DOCUMENT EXCERPT:
'''

My nights were hungry. Often I had to drink two glasses of water to fill me up long enough to fall asleep, but then I would wake at two in the morning to pee. One night, the empty gnawing in my stomach after a bathroom trip was intolerable. Barefoot, I felt my way into the kitchen without turning on the light, opened the box of Social Tea biscuits my mother had left on the kitchen table as quietly as I could, and reluctantly put one between my lips.

But somehow I found the will to keep from biting into it, and after a while was able to put it back in the box, close the lid and drink more water before feeling my way along the wall back to my room. There I lay in the dark, listening to the tick tick tick of my bedside clock. Where had she hidden the European fig sandwich cookies? They had to be in the kitchen. Behind something, where they couldn’t be seen. And probably high up, not easy to get to. I really needed to know.

Returning again to the kitchen, I carefully lifted one of the chairs out from under the kitchen table, set it softly down in front of the grocery cabinet and climbed up to find out what was in the back of the top shelf. A very faint light that was almost no light came through the window from a street lamp around the corner, so that I could just make out oatmeal, sugar cubes, and bags of rice and coffee along the front of the top shelf. I took them all out, leaning over the back of the chair to set them on the counter. Now I could see the back row: baking soda, cornstarch, tapioca pudding, Jell-O, and – aha! – the package of cookies, unopened.

I had to do it. Had to.

Quietly I removed the whole box from its hiding place, arranged the coffee, sugar and rice so as to conceal the gap in the back row, replaced the kitchen chair under the table, tucked the box under my arm, felt my way back to my room, silently closed the door and took a deep breath. And now, quickly quickly, to bed again.

It would have been easier if she had already eaten one or two. Without prior experience in stealing crackers or cookies undetected from unopened boxes, I had to improvise. No thought now of the seven or eight pounds already lost with such difficulty or how I might feel tomorrow. There was only the box with me in the dark under the sheet, and my fingers carefully prying open the glued-together folds of paper at one end without tearing them, so as to make a paper sleeve, and sliding the sleeve from the cardboard box, and feeling for its opening, and reaching the first double cookie, and trembling as I brought it to my lips in the dark and tasted it. I chewed slowly and swallowed, and oh the pleasure of it. Then the cookie was gone. So I felt for another and then another and ate faster and was happy, and felt for more double cookies and ate them, and went on eating and eating, and then could it be there were no more left in the box?

I felt around in the paper cups. Empty. All of them. What to do now? I had to get the box out of my bed. That was the first thing. Best to return it to its original place, so that everything would look as it had when my mother reached up for the coffee and sugar in the morning.  I closed the empty paper sleeve, licked and pressed shut the folds at the end as best I could, slid it into its box and tiptoed the box into the kitchen again. Up behind the sugar, rice and coffee it went, very light with nothing in it. But it would probably look all right up there.

Back in bed for the fifth time that night, I made careful plans for next morning. I would have to buy a replacement box when I went out and smuggle it back into the apartment. Also I would have to double the length of my daily walk for the rest of the week at least, to make up for all those cookie calories. That solved, I had no trouble falling asleep.

'''

REQUIREMENT 1: In the cookie story, what does the narrator plan to double for the rest of the week?
REQUIREMENT 2: List every item the cookie story names in the back row of the top shelf of the grocery cabinet.

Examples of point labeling
'''

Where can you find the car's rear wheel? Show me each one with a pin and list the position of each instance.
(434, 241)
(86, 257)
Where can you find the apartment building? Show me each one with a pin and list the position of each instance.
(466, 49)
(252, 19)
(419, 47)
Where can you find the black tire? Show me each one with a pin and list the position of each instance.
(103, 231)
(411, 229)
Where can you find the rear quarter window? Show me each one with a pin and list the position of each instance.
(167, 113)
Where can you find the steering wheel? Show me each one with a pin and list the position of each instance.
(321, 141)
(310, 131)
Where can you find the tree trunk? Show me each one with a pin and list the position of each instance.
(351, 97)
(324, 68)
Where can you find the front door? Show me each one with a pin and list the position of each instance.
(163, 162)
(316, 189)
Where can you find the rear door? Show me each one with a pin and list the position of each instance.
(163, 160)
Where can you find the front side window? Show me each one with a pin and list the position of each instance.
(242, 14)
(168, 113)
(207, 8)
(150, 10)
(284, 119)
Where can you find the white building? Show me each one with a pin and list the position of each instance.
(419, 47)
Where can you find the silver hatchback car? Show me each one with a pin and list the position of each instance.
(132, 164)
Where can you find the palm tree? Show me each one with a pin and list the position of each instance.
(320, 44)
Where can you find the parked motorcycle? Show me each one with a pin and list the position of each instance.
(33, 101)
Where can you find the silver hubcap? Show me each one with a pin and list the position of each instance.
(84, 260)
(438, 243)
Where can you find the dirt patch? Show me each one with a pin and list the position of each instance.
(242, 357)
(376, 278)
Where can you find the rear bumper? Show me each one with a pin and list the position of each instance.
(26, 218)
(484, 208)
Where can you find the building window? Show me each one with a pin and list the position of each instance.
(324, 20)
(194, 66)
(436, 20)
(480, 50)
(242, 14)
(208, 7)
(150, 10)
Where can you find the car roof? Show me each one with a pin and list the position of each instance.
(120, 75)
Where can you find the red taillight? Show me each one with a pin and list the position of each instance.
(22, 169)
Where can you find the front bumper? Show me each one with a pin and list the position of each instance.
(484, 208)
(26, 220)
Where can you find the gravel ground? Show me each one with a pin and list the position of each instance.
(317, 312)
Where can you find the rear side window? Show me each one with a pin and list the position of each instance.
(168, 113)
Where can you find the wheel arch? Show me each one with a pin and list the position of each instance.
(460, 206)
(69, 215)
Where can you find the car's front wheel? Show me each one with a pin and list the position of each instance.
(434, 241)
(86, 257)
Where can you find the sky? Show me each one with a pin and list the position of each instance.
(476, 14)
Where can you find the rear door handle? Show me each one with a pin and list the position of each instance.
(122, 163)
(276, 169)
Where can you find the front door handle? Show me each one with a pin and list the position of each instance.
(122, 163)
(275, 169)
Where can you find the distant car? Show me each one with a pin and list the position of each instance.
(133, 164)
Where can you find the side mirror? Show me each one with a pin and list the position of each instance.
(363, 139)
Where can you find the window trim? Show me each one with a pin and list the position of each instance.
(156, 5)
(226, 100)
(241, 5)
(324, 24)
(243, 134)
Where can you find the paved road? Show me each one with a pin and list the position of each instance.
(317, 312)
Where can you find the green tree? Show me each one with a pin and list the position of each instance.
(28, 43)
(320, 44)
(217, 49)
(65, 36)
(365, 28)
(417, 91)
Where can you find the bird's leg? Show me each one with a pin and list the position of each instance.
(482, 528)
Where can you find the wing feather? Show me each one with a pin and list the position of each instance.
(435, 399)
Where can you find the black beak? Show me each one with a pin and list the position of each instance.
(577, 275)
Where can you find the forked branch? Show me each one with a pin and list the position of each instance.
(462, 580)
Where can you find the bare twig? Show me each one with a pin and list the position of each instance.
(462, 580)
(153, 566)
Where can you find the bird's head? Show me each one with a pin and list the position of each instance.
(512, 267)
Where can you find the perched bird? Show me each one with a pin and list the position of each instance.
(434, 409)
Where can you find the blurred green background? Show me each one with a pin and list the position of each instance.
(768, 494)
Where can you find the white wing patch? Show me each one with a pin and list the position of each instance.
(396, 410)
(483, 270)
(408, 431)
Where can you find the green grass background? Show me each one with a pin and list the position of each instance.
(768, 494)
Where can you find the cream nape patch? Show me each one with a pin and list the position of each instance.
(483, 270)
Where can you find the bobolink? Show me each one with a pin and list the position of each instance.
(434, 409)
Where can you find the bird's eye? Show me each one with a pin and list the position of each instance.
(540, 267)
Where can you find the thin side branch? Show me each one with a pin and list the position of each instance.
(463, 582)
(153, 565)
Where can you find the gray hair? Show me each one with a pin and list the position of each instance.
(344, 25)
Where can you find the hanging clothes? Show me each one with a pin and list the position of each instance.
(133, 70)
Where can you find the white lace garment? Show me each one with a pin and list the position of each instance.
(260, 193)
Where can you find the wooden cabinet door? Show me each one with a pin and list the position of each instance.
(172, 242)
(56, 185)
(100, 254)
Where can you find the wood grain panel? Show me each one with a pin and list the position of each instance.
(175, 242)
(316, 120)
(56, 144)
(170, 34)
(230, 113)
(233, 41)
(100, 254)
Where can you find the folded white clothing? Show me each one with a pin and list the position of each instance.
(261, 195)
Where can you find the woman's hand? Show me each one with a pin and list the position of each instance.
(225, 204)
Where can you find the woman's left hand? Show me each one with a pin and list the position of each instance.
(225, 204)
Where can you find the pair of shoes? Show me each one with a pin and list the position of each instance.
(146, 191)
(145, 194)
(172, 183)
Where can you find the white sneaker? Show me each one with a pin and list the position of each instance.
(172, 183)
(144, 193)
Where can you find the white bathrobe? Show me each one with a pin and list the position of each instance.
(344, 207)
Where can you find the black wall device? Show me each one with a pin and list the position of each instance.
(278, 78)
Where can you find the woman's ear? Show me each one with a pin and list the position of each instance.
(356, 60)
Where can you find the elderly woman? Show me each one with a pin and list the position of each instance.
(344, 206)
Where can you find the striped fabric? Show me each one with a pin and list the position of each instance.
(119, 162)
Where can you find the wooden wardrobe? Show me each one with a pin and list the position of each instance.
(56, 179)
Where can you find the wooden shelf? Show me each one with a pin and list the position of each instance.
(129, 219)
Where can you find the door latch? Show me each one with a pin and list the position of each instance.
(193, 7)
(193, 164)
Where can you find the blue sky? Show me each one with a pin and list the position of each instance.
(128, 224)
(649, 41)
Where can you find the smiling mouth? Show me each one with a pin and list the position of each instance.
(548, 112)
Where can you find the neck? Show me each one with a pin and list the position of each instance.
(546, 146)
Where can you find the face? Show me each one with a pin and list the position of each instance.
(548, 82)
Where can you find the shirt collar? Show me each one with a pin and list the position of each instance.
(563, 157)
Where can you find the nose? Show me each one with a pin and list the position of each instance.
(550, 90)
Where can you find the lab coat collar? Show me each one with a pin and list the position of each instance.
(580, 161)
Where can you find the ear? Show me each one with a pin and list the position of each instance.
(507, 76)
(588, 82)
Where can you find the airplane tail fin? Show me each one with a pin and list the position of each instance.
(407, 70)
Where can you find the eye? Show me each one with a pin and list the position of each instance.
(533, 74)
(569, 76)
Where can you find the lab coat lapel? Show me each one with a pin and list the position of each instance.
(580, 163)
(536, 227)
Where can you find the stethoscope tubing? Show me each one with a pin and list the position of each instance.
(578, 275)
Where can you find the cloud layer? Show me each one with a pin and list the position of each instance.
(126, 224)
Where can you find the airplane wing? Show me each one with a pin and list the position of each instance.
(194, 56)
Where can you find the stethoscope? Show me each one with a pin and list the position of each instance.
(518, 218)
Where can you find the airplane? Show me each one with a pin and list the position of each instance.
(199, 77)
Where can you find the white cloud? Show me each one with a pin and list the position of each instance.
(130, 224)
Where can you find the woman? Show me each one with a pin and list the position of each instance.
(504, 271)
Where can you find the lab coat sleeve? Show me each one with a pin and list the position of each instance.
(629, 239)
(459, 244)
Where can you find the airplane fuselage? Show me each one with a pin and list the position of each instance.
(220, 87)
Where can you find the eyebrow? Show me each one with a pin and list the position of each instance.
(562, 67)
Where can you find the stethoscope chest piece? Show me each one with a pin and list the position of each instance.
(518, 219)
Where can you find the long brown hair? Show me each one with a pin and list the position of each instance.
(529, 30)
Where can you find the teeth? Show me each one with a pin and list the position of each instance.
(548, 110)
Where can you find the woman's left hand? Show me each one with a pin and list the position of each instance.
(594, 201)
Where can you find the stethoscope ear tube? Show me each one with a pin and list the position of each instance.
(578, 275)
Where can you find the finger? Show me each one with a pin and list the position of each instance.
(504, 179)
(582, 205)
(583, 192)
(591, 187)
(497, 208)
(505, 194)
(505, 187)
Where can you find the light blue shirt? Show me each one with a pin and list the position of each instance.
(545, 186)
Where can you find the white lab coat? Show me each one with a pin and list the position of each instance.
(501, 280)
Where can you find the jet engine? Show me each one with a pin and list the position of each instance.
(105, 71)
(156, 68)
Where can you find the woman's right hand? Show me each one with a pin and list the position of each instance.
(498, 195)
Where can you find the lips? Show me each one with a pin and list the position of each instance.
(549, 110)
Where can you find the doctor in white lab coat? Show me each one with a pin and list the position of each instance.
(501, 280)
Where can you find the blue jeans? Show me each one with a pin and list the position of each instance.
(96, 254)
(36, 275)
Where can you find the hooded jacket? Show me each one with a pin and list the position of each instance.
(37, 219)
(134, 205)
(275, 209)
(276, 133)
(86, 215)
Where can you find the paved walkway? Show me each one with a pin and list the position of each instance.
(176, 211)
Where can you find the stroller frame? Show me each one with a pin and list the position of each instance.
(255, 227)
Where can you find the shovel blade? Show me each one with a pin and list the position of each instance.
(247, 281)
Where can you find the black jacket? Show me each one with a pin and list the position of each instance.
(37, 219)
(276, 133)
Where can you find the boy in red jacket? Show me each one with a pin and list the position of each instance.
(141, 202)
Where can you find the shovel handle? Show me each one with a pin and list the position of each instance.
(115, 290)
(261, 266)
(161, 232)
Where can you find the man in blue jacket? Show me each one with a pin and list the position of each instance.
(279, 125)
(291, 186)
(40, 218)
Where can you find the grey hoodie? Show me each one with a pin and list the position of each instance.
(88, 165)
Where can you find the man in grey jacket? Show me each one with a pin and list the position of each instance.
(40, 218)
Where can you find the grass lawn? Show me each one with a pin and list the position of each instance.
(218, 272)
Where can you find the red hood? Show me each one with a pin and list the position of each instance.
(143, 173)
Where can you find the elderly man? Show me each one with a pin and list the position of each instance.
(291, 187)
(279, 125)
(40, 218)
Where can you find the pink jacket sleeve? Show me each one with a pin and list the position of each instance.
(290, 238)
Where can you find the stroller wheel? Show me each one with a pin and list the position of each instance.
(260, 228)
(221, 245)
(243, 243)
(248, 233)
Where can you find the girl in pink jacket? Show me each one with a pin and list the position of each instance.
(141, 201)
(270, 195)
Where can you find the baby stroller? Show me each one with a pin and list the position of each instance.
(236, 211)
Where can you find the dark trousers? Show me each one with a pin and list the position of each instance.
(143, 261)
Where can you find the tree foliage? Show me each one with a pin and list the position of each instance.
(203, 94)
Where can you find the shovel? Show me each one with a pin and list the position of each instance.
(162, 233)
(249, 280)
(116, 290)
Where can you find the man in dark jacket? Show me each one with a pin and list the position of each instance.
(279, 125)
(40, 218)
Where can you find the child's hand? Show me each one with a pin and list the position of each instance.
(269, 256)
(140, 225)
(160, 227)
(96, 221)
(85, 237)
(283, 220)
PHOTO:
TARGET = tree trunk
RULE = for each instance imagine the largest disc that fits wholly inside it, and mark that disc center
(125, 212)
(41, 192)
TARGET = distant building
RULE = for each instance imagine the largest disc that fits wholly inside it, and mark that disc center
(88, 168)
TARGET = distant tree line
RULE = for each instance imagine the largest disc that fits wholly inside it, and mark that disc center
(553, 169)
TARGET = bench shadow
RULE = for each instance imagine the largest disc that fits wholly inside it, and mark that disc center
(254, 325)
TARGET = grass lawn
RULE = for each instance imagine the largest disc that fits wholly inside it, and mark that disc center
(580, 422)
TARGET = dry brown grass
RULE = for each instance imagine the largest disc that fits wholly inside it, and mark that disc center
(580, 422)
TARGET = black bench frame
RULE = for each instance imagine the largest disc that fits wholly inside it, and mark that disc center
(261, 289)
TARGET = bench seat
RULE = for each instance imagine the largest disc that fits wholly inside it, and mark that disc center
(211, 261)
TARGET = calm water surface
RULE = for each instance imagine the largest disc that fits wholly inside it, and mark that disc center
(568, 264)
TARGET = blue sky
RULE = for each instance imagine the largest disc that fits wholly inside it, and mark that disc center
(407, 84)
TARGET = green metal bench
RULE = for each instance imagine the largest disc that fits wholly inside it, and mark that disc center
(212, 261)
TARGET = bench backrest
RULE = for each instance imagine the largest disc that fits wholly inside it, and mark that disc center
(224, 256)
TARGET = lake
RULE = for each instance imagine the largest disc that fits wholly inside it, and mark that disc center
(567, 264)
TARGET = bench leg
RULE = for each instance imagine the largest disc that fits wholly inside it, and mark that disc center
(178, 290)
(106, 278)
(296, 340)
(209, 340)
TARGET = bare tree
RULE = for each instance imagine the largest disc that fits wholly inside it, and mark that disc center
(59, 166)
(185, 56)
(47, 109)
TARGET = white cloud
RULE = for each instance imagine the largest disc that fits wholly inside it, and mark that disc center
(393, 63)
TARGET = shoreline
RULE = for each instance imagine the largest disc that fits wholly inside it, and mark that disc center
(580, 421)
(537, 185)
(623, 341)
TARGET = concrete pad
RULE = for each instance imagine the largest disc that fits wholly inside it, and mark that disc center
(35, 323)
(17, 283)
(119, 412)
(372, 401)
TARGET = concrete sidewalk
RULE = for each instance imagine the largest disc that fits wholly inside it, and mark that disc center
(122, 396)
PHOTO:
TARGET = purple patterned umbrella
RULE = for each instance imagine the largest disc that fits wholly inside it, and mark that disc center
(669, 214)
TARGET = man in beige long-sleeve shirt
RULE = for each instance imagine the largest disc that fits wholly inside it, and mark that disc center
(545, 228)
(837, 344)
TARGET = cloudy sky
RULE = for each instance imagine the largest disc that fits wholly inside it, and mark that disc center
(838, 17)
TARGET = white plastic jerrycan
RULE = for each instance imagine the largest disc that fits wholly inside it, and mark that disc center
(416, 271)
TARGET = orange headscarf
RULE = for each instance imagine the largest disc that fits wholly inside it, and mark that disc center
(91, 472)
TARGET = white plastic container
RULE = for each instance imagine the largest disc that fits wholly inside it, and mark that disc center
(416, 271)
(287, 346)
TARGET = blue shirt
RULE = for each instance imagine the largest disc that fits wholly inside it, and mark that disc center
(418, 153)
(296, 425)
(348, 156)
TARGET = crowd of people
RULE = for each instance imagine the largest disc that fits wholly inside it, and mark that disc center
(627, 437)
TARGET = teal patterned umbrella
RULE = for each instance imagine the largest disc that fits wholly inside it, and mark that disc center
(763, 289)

'''

EXERCISE RESPONSE 1: The length of the daily walk.

EXERCISE RESPONSE 2: Baking soda, cornstarch, tapioca pudding, Jell-O, and the package of cookies.